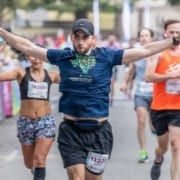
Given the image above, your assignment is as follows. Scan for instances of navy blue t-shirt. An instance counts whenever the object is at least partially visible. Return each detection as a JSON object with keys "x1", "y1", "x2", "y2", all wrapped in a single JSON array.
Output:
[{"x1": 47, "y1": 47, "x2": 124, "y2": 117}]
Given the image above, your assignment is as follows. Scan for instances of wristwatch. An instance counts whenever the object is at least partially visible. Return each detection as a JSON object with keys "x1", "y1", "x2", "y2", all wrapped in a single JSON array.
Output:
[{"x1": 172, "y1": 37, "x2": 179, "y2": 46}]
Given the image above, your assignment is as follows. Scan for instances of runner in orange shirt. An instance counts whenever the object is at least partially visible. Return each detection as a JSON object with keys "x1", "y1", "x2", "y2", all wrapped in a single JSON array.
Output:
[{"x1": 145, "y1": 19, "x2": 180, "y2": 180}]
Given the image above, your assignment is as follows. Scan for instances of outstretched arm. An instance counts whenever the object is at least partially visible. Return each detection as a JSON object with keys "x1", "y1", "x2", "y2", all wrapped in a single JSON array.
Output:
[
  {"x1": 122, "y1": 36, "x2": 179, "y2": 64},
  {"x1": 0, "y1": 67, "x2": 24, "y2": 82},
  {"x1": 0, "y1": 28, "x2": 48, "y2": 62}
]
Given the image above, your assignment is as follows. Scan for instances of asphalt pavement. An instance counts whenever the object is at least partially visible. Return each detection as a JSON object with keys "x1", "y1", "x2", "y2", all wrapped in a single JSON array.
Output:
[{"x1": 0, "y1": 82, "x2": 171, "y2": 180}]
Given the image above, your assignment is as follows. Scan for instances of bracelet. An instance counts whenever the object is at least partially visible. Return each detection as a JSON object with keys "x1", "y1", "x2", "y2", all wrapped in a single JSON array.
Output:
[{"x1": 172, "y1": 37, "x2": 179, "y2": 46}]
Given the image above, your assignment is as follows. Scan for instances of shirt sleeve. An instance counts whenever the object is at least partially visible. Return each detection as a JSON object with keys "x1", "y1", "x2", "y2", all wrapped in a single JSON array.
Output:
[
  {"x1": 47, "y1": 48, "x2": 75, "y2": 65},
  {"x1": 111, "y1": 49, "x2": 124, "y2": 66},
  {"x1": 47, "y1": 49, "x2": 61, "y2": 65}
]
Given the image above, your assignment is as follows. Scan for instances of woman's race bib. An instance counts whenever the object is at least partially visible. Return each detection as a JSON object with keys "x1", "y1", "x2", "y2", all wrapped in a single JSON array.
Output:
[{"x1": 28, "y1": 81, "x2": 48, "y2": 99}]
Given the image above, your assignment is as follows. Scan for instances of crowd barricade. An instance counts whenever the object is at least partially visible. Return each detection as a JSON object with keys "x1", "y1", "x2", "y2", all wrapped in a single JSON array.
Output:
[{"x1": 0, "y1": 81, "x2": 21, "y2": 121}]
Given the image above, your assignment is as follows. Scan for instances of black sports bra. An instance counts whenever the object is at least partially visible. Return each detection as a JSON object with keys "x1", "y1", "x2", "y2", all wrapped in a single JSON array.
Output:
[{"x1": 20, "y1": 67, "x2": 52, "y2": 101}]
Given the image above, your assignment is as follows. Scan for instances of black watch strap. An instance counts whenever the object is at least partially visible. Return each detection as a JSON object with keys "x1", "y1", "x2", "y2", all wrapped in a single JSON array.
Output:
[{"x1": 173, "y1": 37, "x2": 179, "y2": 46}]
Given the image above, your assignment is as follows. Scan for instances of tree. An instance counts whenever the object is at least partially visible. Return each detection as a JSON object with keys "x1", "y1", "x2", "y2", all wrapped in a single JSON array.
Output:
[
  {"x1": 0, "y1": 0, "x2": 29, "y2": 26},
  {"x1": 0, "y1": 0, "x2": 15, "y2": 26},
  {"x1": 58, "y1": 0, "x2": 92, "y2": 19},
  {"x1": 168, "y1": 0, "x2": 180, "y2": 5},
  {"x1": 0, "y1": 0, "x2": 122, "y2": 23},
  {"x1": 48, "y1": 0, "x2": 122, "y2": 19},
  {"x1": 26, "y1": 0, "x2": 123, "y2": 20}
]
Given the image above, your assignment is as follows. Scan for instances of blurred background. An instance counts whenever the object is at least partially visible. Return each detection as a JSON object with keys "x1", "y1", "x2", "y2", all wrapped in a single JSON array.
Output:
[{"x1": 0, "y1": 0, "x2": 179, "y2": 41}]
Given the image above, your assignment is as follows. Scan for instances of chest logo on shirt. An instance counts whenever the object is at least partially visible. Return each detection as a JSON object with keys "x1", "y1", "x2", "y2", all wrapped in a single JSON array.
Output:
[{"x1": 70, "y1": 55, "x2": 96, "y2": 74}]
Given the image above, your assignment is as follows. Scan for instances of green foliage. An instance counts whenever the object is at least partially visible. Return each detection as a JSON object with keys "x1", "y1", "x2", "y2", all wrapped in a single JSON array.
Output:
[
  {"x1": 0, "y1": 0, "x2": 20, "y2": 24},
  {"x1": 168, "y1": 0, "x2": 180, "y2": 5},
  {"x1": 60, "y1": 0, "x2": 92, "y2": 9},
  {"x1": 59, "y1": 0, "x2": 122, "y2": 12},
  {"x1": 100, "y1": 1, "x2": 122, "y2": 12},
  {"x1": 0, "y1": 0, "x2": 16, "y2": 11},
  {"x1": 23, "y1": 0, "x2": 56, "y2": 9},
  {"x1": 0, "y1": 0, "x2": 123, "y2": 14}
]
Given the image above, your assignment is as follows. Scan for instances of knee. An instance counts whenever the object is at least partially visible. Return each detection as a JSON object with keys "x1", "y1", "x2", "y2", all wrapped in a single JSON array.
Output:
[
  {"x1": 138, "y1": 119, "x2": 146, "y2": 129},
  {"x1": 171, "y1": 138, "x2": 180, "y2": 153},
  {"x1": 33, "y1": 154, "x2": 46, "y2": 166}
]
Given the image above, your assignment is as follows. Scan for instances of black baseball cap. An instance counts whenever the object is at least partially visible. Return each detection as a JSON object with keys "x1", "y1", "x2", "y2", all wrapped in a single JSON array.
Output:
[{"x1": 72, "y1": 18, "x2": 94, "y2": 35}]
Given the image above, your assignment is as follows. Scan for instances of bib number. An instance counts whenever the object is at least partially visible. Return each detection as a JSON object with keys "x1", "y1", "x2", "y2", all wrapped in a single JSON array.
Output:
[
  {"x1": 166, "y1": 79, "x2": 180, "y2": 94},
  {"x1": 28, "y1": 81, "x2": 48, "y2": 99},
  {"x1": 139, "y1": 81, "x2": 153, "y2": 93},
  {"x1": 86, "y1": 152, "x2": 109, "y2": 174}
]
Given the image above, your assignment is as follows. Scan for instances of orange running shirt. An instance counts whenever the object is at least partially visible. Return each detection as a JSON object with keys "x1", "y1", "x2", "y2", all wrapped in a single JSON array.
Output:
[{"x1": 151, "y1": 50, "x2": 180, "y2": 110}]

* _WHAT IS NEEDED_
Your job is to repeat the data exactly, leaving each picture out.

* _OUTPUT FOR THIS TASK_
Given the image above, your assignment is as follows. Scan for instances of navy blue t-shirt. An instance counts whenever the object is at least partially visible. Return each detection as a JSON object with keys "x1", "y1", "x2", "y2", all wrapped in a single JSON array.
Output:
[{"x1": 47, "y1": 47, "x2": 124, "y2": 117}]
Given the image above, your assignment is as follows. Scan for instances of wristwatch. An instance counts whenever the object is at least partially visible. Return each detection as a JSON object with keys "x1", "y1", "x2", "y2", all wrapped in a single JSON array.
Output:
[{"x1": 172, "y1": 37, "x2": 179, "y2": 46}]
Given the image above, your assignment is as follows. Scan for instances of runner in orange shirt. An instance counts whenever the object is at least partially visible. Return each detection as a JSON object with keys "x1", "y1", "x2", "y2", all wrapped in a single JSON array.
Output:
[{"x1": 145, "y1": 19, "x2": 180, "y2": 180}]
Given the image above, your assignment is as follows. Scan for instances of outstretched arm. An instance counts whenever the object is at least partially visible. Return each detection as a JSON object with keys "x1", "y1", "x2", "y2", all wrapped in a single JSON array.
Output:
[
  {"x1": 122, "y1": 36, "x2": 179, "y2": 64},
  {"x1": 0, "y1": 67, "x2": 24, "y2": 82},
  {"x1": 0, "y1": 28, "x2": 48, "y2": 62}
]
Given the image above, your assignment is as follows. Scan for instances of asphalt pavement. An instance counts whenever the object is at least partially visible. Return each detection as a JSON object with keys "x1", "y1", "x2", "y2", all wrapped in a single JSON array.
Output:
[{"x1": 0, "y1": 82, "x2": 171, "y2": 180}]
Given the image above, your assignment is as follows. Scan for instances of bracelet. An instance counts whenever the object is at least partially visible. Return each detection as a JSON object with keys "x1", "y1", "x2", "y2", all wrapped in a single JSON array.
Output:
[{"x1": 172, "y1": 37, "x2": 179, "y2": 46}]
Given the image above, your assignment is as follows. Scan for instances of shirt sleeve. An instance counts whenever the object is at least partially visible. Return each detection as a JSON object with keys "x1", "y1", "x2", "y2", all wrapped in a single JSON array.
Output:
[
  {"x1": 47, "y1": 48, "x2": 75, "y2": 65},
  {"x1": 111, "y1": 49, "x2": 124, "y2": 66},
  {"x1": 47, "y1": 49, "x2": 61, "y2": 65}
]
Given the image above, your assignment is as follows. Scan for instances of woman's race bib. An instance counts whenever the object is at least partially visible. Return each detection as a JSON object with keys "x1", "y1", "x2", "y2", all wrapped in a single JSON array.
Output:
[{"x1": 28, "y1": 81, "x2": 48, "y2": 99}]
Given the image above, your assignment is as follows. Scan for instances of crowd barricade. An instance counts whenever the object is at least partially visible. Return each detection as a JSON object with keys "x1", "y1", "x2", "y2", all wrapped in a single JSON array.
Output:
[{"x1": 0, "y1": 81, "x2": 21, "y2": 121}]
Given the image above, your assignment is as follows. Scan for instances of black sports bra. An instance counts whenever the object is at least partially visible. Return each detection as a JSON object with keys "x1", "y1", "x2", "y2", all wrapped in a single JSON array.
Output:
[{"x1": 20, "y1": 67, "x2": 52, "y2": 101}]
Given the image above, your assignment is as follows. Scan for instances of black watch strap. An instance counts whenever the object is at least partially visible. Return each detection as a JSON object with keys "x1", "y1", "x2", "y2", all wrapped in a single JSON array.
Output:
[{"x1": 173, "y1": 37, "x2": 179, "y2": 46}]
Given the image above, your assignment is as follows. Scan for instances of tree. An instance counts whenever the object is at least partially visible. Return each detection as a JSON object with keys "x1", "y1", "x2", "y2", all wrapped in a single JSON array.
Output:
[
  {"x1": 0, "y1": 0, "x2": 29, "y2": 26},
  {"x1": 0, "y1": 0, "x2": 15, "y2": 26},
  {"x1": 58, "y1": 0, "x2": 92, "y2": 19},
  {"x1": 168, "y1": 0, "x2": 180, "y2": 5},
  {"x1": 0, "y1": 0, "x2": 122, "y2": 23},
  {"x1": 48, "y1": 0, "x2": 122, "y2": 19},
  {"x1": 26, "y1": 0, "x2": 123, "y2": 20}
]
Given the image above, your assignment is as follows. Scan for instances of blurred background. An instance counts whenever the object is at least partially visible. Return each detection as a JSON object with keys "x1", "y1", "x2", "y2", all wrapped in a single JSON array.
Output:
[{"x1": 0, "y1": 0, "x2": 179, "y2": 41}]
Given the image above, your assignment is as follows. Scan for instances of chest logo on shirt. An instance counts whenever the object is at least partially visible. Return each detection as a JSON object with keys "x1", "y1", "x2", "y2", all wrapped in a single JSON array.
Output:
[{"x1": 70, "y1": 55, "x2": 96, "y2": 74}]
Given the image above, your assignment is as follows. Scan for instances of green foliage. An instance counts whenever the object is at least partially visible. Return each detection as a JSON object with keys "x1", "y1", "x2", "y2", all wrapped in a single JSON array.
Output:
[
  {"x1": 0, "y1": 0, "x2": 20, "y2": 24},
  {"x1": 168, "y1": 0, "x2": 180, "y2": 5},
  {"x1": 60, "y1": 0, "x2": 92, "y2": 9},
  {"x1": 59, "y1": 0, "x2": 122, "y2": 12},
  {"x1": 100, "y1": 1, "x2": 122, "y2": 12},
  {"x1": 0, "y1": 0, "x2": 16, "y2": 11},
  {"x1": 23, "y1": 0, "x2": 56, "y2": 9},
  {"x1": 0, "y1": 0, "x2": 123, "y2": 14}
]
Given the image above, your assignment is as follows. Scan for instances of knee. An instance counts whenever the object is at least partially visible. Return each detection as a JSON object with keys "x1", "y1", "x2", "y2", all wrapped in a single JSON array.
Output:
[
  {"x1": 138, "y1": 119, "x2": 146, "y2": 129},
  {"x1": 171, "y1": 138, "x2": 180, "y2": 153},
  {"x1": 33, "y1": 154, "x2": 46, "y2": 166}
]
Given the image above, your assignment is as follows. Scan for instances of black baseball cap. An instance counts whenever the object is at least partially visible. Return each detection as a JSON object with keys "x1", "y1", "x2", "y2", all wrapped in a single JSON array.
Output:
[{"x1": 72, "y1": 18, "x2": 94, "y2": 35}]
Given the image above, your assignment is as follows. Scan for instances of bib number. An instance counts whenever the object is at least partially visible. Return each detection as a JSON object with keys "x1", "y1", "x2", "y2", all wrapped in a single JSON array.
Output:
[
  {"x1": 166, "y1": 79, "x2": 180, "y2": 94},
  {"x1": 28, "y1": 81, "x2": 48, "y2": 99},
  {"x1": 139, "y1": 81, "x2": 153, "y2": 93},
  {"x1": 86, "y1": 152, "x2": 109, "y2": 174}
]
Given the image above, your assignment is as follows. Scan for instances of orange running shirt. An instance counts whenever the object is at least partially visible. Return each detection as a JSON object with keys "x1", "y1", "x2", "y2", all wrapped in a single JSON array.
Output:
[{"x1": 151, "y1": 50, "x2": 180, "y2": 110}]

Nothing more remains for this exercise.